Your goal =>
Show every line of the data below that contains the word "balcony".

[Start Supplied entries]

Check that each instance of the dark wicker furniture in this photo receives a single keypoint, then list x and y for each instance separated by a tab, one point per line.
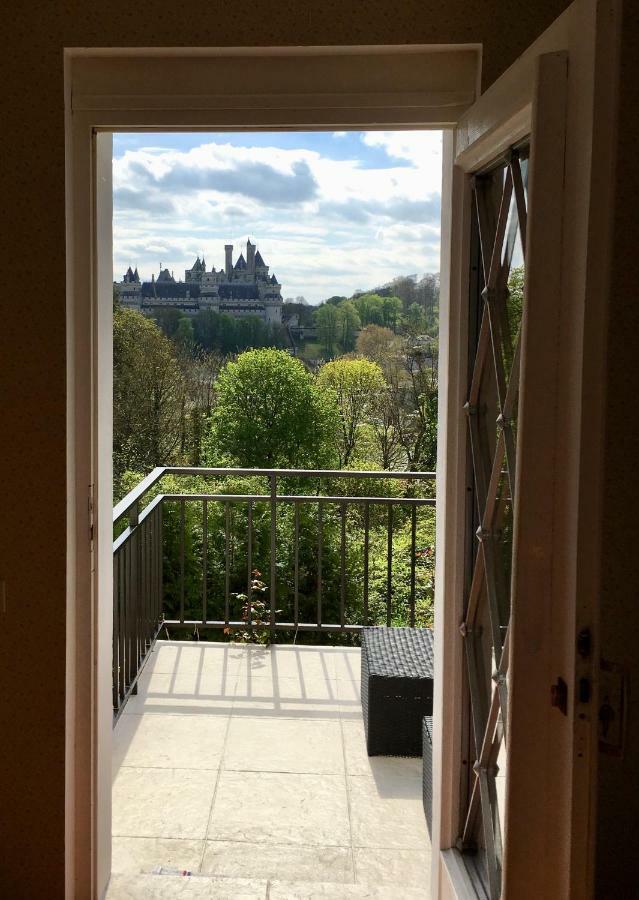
427	777
397	688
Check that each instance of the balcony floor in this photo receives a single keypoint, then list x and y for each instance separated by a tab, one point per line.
247	767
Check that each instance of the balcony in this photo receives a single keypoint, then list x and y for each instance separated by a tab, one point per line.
243	764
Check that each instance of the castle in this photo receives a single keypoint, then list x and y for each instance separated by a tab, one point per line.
241	289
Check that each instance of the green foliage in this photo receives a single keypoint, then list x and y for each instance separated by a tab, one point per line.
355	383
327	321
515	301
148	394
270	413
348	323
222	333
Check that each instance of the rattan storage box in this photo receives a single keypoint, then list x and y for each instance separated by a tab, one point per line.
397	688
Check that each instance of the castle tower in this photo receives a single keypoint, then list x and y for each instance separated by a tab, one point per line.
250	258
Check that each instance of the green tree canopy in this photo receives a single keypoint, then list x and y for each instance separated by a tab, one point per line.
327	320
355	383
348	324
270	413
148	393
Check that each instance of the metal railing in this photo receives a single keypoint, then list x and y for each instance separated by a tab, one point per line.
190	560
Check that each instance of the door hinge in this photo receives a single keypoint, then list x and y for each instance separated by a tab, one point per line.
90	510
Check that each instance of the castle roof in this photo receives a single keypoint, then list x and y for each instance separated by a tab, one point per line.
165	276
167	290
239	291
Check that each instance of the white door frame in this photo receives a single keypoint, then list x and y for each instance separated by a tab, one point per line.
118	89
337	88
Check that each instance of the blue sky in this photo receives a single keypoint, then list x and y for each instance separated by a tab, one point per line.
331	212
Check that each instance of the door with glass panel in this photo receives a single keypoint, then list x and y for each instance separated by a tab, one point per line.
496	298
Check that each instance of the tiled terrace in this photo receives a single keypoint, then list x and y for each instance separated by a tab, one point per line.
247	767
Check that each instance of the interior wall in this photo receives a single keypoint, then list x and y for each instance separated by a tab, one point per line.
618	789
33	337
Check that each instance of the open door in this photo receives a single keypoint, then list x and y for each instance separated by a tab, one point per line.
514	747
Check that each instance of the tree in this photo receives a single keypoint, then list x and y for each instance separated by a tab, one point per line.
355	383
348	324
148	391
378	344
269	412
391	311
515	301
327	320
413	398
415	319
370	309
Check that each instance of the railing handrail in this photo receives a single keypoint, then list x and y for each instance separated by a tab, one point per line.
133	498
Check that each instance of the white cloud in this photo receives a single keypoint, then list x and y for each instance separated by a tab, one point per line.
325	226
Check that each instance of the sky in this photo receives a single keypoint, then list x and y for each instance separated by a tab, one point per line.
330	212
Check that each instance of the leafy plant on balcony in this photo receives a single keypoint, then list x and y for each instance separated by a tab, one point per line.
255	612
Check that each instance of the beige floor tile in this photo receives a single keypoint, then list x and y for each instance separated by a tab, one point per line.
284	745
347	663
304	663
209	690
312	698
358	762
287	890
282	861
387	812
142	855
398	867
166	887
170	741
162	802
349	699
265	807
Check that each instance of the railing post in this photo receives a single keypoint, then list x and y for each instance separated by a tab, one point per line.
134	515
273	482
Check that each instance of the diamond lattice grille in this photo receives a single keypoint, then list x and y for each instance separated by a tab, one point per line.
500	200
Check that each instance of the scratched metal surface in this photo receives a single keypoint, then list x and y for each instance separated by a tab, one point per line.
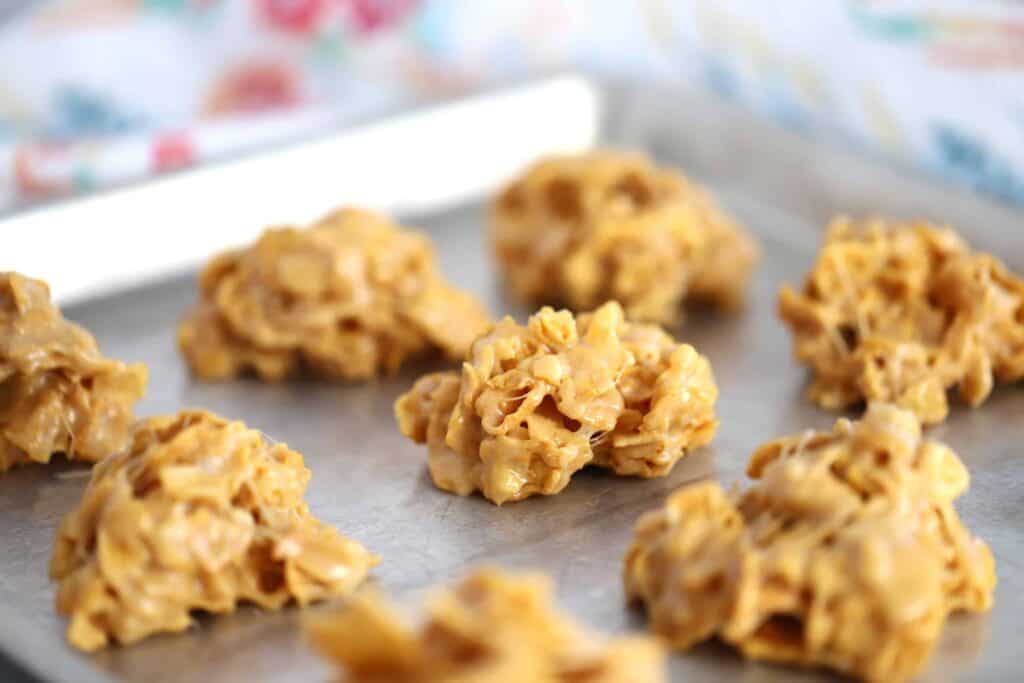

[End Supplied entries]

Final result =>
Check that each instance of the balcony floor in this photo receives a single keypoint, then list x and y for each instance separated by a tab, one point per line.
Check that each instance of the balcony in this photo receives a single keypoint, then list x and y for each instance separated by a tab, one point per line.
Check that each instance of the leafy plant on balcony in this photo receives a single keypoint, then list x and y for each instance separated by a tab, one point per line.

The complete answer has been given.